▶ **REQUIRED ACTION 1**
In the infant arthritis case report, write out the stretch from "On day 41, she" through "the normal range." again, renaming "oligoarthritis" as "oligoarticular JIA".
▶ **REQUIRED ACTION 2**
Using the infant arthritis case report, answer yes or no for whether each statement agrees with it, and quote the words that settle it. (a) The infant's mother was 16 years old. (b) The ultrasound of the right elbow showed an effusion. (c) The patient went home 10 days after the oligoarthritis diagnosis.

▶ **EXTRACT PROVIDED**
········

A female premature infant was born at 29 weeks gestational age by normal spontaneous vaginal delivery because of premature rupture of membranes (PROM) and vaginal bleeding three days before the delivery with a birth weight of 1325 g. She was the first child of a 16-years-old mother. There were no other significant obstetric and familial histories. After birth, the premature infant was admitted to the neonatal intensive care unit (NICU). The physical examination at admission was normal with prematurity signs and all her vital signs were within the normal average. Because of the suspicion of infection, antibiotics were initiated. On the fourth day of life, enteral feeding was started via a nasogastric tube. A cranial ultrasound (CUS) examination was performed which was normal.

On day 21 of life, redness and swelling appeared in the right elbow joint, with a circumference that exceeds the left by 2.5 cm with the absence of heat, and extra-articular symptoms. The peripheral pulse was palpable and other extremities were normal. X-Ray of the right elbow was performed which showed abduction between right Humerus and Forearm bones with edema in subcutaneous connective tissue. The right elbow Ultrasound demonstrated no effusion. The patient was treated with antibiotics for two weeks without any improvement.

On day 41, she developed swelling, redness, local heat, and slight pain on the mobilization of the right knee joint with limitation of movement. On day 57, inflammatory signs appeared in the left knee joint as swelling in other extremities improved.

Considering the clinical, serological, and radiology findings and according to JIA classification, oligoarthritis on day 64 was diagnosed and treated with prednisolone. All of the clinical and laboratory signs were improved and the patient was discharged after 10 days.

The patient was followed for year. During this year, the patient had arthritis only once at the age of 7 months. It was responding to (NSAIDs) and lasted for 2 days. Currently, the child is in good condition, all signs of inflammation are disappeared, good weight gain with good development in movement (stand with support) and the lengths of limbs are within the normal range.

········

Natural-language object grounding data:
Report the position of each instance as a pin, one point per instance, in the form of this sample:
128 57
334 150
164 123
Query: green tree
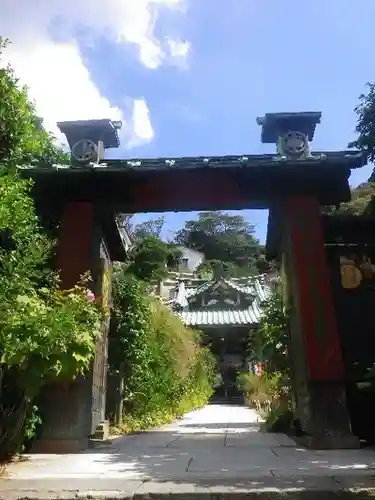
151 258
223 237
150 228
44 332
365 127
270 342
22 137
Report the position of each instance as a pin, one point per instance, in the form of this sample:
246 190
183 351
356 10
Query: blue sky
252 57
245 58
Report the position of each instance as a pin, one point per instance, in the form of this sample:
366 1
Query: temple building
226 311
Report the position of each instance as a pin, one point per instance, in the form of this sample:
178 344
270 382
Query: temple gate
293 183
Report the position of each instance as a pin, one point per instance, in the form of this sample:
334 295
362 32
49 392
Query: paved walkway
213 449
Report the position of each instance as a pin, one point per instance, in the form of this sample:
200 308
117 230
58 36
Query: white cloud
50 63
142 128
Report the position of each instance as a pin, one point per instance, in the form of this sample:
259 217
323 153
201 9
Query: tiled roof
250 316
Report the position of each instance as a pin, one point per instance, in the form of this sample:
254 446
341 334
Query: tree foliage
151 258
362 202
150 228
166 370
44 332
270 342
365 128
223 237
22 137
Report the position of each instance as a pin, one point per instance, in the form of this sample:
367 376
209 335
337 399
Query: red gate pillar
315 342
67 407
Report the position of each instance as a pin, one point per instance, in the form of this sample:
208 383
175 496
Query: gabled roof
235 317
258 287
243 289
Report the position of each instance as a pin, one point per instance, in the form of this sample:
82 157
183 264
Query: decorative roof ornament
86 151
88 139
291 132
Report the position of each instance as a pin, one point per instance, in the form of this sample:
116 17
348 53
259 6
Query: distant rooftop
274 124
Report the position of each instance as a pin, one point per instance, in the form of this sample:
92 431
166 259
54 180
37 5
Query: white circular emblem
84 151
294 143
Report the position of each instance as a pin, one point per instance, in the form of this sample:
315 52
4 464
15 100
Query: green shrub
260 392
44 332
167 372
279 420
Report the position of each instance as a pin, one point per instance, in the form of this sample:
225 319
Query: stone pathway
216 449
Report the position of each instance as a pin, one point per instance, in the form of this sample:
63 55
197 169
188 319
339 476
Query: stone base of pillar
60 446
325 417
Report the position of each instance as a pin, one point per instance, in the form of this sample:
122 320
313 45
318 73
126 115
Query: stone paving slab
217 452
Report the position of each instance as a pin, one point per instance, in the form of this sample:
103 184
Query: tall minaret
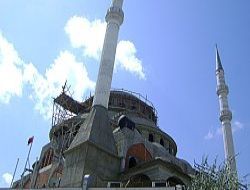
93 150
114 19
225 114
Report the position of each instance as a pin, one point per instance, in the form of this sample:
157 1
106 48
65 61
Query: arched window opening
132 162
47 159
173 181
151 137
140 180
162 142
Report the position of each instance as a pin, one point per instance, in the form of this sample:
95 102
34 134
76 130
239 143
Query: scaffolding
65 107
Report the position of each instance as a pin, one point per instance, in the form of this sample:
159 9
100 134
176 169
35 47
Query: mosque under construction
112 139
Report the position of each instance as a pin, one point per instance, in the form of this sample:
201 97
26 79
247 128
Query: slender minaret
114 19
93 151
225 114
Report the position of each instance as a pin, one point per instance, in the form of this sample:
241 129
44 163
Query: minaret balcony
115 14
225 115
222 88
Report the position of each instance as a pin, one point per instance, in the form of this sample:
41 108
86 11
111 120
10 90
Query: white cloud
15 74
65 67
89 36
126 58
10 71
7 177
236 126
86 34
209 135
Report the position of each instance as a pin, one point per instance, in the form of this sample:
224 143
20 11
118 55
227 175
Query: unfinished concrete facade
112 138
144 153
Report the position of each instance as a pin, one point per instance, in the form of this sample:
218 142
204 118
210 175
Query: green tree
214 177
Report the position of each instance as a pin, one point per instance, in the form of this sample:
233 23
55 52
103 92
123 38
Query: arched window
151 137
132 162
47 159
162 142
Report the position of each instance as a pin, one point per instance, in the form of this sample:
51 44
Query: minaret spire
218 61
225 114
114 19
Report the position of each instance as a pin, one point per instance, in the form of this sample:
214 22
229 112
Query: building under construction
146 153
110 140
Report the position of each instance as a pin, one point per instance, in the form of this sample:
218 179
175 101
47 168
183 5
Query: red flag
30 140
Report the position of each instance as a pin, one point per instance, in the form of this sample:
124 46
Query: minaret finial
225 115
218 61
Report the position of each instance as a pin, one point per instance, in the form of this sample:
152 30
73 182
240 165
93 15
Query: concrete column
225 115
114 19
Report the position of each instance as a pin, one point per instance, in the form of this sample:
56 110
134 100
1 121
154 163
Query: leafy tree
214 177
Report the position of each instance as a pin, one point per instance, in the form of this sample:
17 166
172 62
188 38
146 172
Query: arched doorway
132 162
162 142
173 181
151 137
140 180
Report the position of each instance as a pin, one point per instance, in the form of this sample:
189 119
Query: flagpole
14 173
26 164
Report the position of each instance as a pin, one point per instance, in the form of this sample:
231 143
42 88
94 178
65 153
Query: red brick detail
42 179
138 151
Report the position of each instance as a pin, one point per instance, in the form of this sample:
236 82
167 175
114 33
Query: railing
139 96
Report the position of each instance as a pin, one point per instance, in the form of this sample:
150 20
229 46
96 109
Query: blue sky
165 51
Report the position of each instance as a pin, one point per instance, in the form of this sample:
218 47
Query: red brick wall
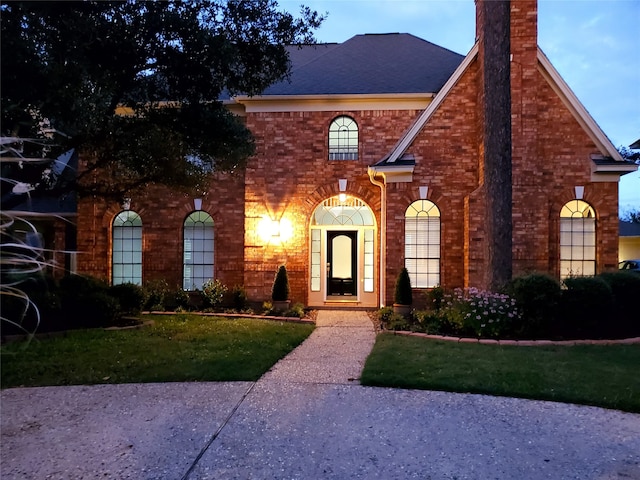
291 175
163 213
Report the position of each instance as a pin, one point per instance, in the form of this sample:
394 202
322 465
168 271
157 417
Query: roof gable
368 64
615 165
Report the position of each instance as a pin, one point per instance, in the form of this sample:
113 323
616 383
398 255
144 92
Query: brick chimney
493 30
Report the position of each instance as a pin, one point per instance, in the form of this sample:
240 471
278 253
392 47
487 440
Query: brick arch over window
126 248
198 250
422 243
343 138
577 239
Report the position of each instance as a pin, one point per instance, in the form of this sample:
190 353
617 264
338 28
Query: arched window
577 239
422 243
343 139
198 250
126 248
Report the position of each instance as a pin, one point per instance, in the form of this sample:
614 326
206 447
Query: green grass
175 348
600 375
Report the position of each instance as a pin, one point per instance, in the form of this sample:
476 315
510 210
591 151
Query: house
629 240
370 159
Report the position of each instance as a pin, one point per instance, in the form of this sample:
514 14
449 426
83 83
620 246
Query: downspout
383 233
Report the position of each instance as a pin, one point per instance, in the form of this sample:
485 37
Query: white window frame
577 239
198 259
126 248
422 243
343 138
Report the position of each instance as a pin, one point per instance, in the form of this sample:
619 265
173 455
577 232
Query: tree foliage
137 87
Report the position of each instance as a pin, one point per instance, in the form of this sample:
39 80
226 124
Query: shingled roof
368 64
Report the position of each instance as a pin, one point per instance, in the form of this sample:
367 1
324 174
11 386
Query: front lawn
605 376
178 347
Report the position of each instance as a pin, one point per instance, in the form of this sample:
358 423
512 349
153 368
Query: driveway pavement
307 419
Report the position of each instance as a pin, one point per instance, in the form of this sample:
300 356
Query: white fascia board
320 103
428 112
393 174
576 108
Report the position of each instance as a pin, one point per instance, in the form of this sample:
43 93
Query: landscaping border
238 315
521 343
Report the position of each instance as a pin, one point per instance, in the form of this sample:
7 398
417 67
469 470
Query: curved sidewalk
308 418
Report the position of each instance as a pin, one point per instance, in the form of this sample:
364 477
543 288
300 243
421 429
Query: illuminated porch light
274 231
342 187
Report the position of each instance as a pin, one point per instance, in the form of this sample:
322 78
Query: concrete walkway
308 418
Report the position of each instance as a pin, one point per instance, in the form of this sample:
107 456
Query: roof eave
427 113
393 173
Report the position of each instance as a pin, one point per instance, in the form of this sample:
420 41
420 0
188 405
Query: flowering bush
213 292
478 312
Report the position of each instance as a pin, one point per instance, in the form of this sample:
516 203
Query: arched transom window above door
343 139
352 211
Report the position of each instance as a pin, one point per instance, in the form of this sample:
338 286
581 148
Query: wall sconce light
275 228
274 231
342 186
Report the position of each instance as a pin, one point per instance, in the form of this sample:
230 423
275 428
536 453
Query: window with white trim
577 239
126 248
197 250
343 139
422 243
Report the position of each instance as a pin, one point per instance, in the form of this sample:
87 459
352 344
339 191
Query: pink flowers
486 314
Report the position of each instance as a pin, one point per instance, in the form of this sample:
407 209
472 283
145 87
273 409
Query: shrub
297 310
538 297
403 293
435 297
393 321
431 322
587 304
625 287
239 297
85 303
178 300
130 296
156 292
280 290
480 313
213 292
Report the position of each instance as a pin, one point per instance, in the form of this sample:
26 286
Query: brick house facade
418 140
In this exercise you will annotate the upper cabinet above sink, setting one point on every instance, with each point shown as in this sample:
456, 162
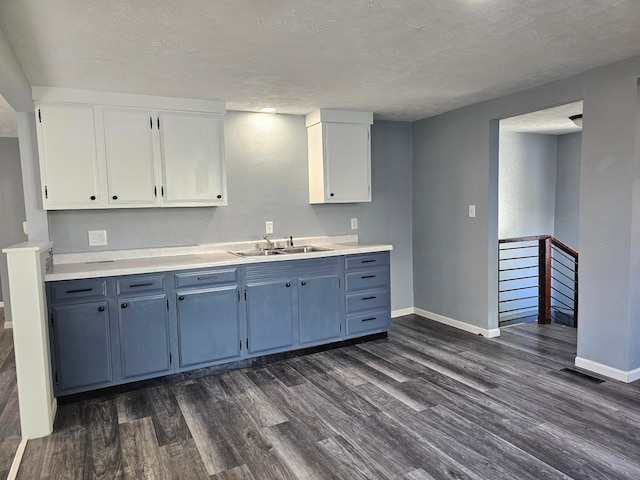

········

▶ **WRITTEN SOLUTION 1**
On day 41, she developed swelling, redness, local heat, and slight pain on the mobilization of the right knee joint with limitation of movement. On day 57, inflammatory signs appeared in the left knee joint as swelling in other extremities improved.

Considering the clinical, serological, and radiology findings and according to JIA classification, oligoarticular JIA on day 64 was diagnosed and treated with prednisolone. All of the clinical and laboratory signs were improved and the patient was discharged after 10 days.

The patient was followed for year. During this year, the patient had arthritis only once at the age of 7 months. It was responding to (NSAIDs) and lasted for 2 days. Currently, the child is in good condition, all signs of inflammation are disappeared, good weight gain with good development in movement (stand with support) and the lengths of limbs are within the normal range.

▶ **WRITTEN SOLUTION 2**
(a) Yes: "She was the first child of a 16-years-old mother."
(b) No: "The right elbow Ultrasound demonstrated no effusion."
(c) Yes: "the patient was discharged after 10 days."